▶ **Document segment**

** Start **

This problem can be simply solved by looping through all of the minutes and adding or subtracting sheep (+15 or -10) depending on where you are in the count. For the first hour, third hour, fifth hour, etc. add 15 sheep per minute. At all other times subtract 10 sheep per minute. Just make sure to switch from +15 to -10 and vice-versa every 60 minutes.
Division-II, Level 2 & Division-I, Level 1: Auction
Div-II (500pt)
Submission rate - 75% (140/186)
Success rate - 59% (83/140)
Avg. Score - 313pt
Best Score - leibniz, 440.19pt
Div-I (250pt)
Submission rate - 99% (106/107)
Success rate - 79% (84/106)
Avg. Score - 196.67pt
Best Score - b0b0b0b, 241.02pt
A clever scheme for selling "counter-intuitive math problems" to math geeks was described in this problem. Given a number of email bids for a math paper, the task is to find the maximum possible profit, also given that the selling price will be equal to the maximum non-winning bid, and anyone bidding higher than the maximum non-winning bid will pay the non-winning bid price for the paper.
Probably the fastest and simplest way to solve this problem is to make a copy of the bids input, sort the copy, then iterate through the copy, looking for consecutive elements that are non-identical. In the event that consecutive elements differ, compute the profit which would ensue from using the lower of the two elements as the maximum non-winning bid. If the profit is greater than the maximum profit calculated so far, then store the maximum non-winning bid. After this loop simply generate the output by finding all of the indices with bids greater than the maximum non-winning bid.
Division-II, Level 3: Handles (1000pt)
Submission rate - 35% (66/186)
Success rate - 23% (15/66)
Avg. Score - 481.4pt
Best Score - Gojira, 578.12pt
This problem was a straightforward parsing exercise to determine the complexity of a given string based on 11 pre-defined rules. None of these rules in themselves poses an extreme challenge, but coding all of them takes some time, and of course it only takes one bug to mess up your solution. Familiarity with easy-to-use text parsing routines in the language of your choice would be a definite asset for solving this problem in a timely fashion.

** End **

▶ **What you should do**
Pick up the contest editorial where it stops and keep writing it.

▶ **Source data**
** Start **

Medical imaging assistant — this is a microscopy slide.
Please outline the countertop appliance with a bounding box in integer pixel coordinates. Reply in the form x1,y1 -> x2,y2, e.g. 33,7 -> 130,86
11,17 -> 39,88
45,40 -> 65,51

** End **

▶ **Solved problem**
Division-I, Level 2: Dance (500pt)
Submission rate - 49% (52/107)
Success rate - 63% (33/52)
Avg. Score - 283.76pt
Best Score - leibniz, 440.19pt
TopCoders need to have fun at dances too...
This problem asked you to find the total number of distinct combinations of dancing pairs, given a list of who everyone would be willing to dance with. The problem can be broken down by counting the number of distinct combinations with just 1 pair, the number of distinct combinations with 2 pairs, and so on. There are at most 10 elements to the input of this problem, so no more than 10 people are willing to dance with others. One good way to keep track of things for this problem (inspired by kv) would be to parse the input strings and form a bitmask for each of the dancers which describes which other dancers they were willing to dance with. Then start an array list whose elements describe all of the various dance combinations. Loop through all of the possible dancing pairs (in which person A is willing to dance with B and vice-versa) and if there is an element in the list whose bitmask does NOT indicate person A dancing with person B, then add an element to the list whose bitmask is the same as the previous bitmask, in addition to including person A dancing with person B. Also create an element in the list whose mask indicates just A dancing with B. The total number of dance combos will just be the number of elements in the list.
Division-I, Level 3: FakeCoin (900pt)
Submission rate - 23% (25/107)
Success rate - 52% (13/25)
Avg. Score - 515pt
Best Score - SnapDragon, 679.06pt
Given that one coin out of twelve is known to be a fake, how do you figure out from a series of balance weighings which one is the fake, and whether it is heavier, lighter, etc.? dmwright came up with a rather elegant solution to this problem. He basically used two status flags for each coin to indicate whether or not that coin could be (a)"fake and heavier" or "not fake and heavier" and (b)"fake and lighter" or "not fake and lighter". All status flags for all 12 coins were initialized as being both fake and heavier and fake and lighter. Each of the balance readings were parsed, and the following steps were taken for the coins in each equation:
If a coin appears on either side of an "=" sign, then it must be real (since there can only be one fake coin) so set the flags for this coin to be "not fake and heavier" and "not fake and lighter".
If a coin appears to the left of a "<" sign or to the right of a ">" sign then there is no way that it can be fake and heavier, so set the "not fake and heavier" flag for this coin.
If a coin appears to the right of a "<" sign or to the left of a ">" sign then there is no way that it can be fake and lighter, so set the "not fake and lighter" flag for this coin.
If a coin does NOT appear to the left or right of any given "<" or ">" sign then it can not be a fake, once again for the reason that there can be only one fake coin. Set the flags for this coin to be "not fake and heavier" and "not fake and lighter".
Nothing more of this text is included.